Dataset rows on where objects appear:
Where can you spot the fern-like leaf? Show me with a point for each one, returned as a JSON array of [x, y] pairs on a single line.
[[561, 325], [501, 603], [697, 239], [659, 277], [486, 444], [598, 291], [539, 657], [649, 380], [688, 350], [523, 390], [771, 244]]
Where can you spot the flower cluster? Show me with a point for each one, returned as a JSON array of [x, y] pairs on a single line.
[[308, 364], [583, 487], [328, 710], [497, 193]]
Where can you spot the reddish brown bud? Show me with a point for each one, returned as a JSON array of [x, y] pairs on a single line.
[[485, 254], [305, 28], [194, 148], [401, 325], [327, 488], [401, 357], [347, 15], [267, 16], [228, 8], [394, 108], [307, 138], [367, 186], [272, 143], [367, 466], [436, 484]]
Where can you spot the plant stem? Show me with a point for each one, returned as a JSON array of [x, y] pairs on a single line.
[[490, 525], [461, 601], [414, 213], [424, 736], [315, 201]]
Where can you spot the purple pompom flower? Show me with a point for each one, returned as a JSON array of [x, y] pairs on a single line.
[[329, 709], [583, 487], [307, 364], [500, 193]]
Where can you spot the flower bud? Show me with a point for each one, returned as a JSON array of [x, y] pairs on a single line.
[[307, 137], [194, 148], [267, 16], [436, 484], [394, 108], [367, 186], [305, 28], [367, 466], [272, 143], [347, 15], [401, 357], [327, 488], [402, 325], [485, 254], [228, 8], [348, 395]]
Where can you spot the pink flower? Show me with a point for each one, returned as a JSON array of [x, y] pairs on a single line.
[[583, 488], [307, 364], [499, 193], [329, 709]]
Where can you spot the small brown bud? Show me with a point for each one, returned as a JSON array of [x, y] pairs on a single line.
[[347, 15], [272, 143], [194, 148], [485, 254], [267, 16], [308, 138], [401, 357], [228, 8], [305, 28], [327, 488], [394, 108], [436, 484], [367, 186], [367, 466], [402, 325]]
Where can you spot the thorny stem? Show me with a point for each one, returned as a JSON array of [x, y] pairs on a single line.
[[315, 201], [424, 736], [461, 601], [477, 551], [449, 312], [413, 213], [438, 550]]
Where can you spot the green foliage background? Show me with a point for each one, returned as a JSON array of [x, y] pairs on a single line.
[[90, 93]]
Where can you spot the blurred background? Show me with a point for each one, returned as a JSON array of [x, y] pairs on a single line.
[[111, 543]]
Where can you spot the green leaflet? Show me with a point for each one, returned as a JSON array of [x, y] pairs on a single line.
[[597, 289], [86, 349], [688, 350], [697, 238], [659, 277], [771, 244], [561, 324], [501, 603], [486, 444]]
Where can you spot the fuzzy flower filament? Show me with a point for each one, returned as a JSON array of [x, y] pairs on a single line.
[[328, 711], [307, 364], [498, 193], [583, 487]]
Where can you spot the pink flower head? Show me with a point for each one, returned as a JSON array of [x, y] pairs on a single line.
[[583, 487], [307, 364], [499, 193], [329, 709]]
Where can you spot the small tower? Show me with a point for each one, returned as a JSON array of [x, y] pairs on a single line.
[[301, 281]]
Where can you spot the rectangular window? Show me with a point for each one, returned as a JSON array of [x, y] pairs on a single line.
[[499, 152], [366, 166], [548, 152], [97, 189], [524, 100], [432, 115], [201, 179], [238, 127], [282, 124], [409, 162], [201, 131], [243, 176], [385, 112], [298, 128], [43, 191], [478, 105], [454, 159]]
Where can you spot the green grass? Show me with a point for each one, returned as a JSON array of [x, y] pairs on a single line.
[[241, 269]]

### Description of the task:
Reproduce only the lines between the line containing "Where can you spot the pink flower head?" and the last line of the records, those two lines included, exactly.

### Exercise result:
Where can you spot the pink flower head? Show me with a point for each one, returned as a JSON array of [x, y] pairs on a single line.
[[583, 487], [307, 364], [499, 193], [329, 709]]
Where can you spot the small tower? Show me with a point for each one, returned as a JSON array of [x, y] pairs on a single line.
[[301, 281]]
Where can you spot the rectangular window? Show me with a point for each one, returned as a JSON array of [x, y] pairs on a single line.
[[499, 152], [366, 166], [548, 152], [97, 189], [524, 100], [432, 115], [201, 179], [238, 127], [282, 124], [409, 162], [201, 131], [243, 176], [385, 112], [298, 128], [43, 191], [478, 105], [454, 159]]
Where can you spot the green grass? Show me with a point for each one, returned as a JSON array of [x, y] pairs on a single line.
[[241, 269]]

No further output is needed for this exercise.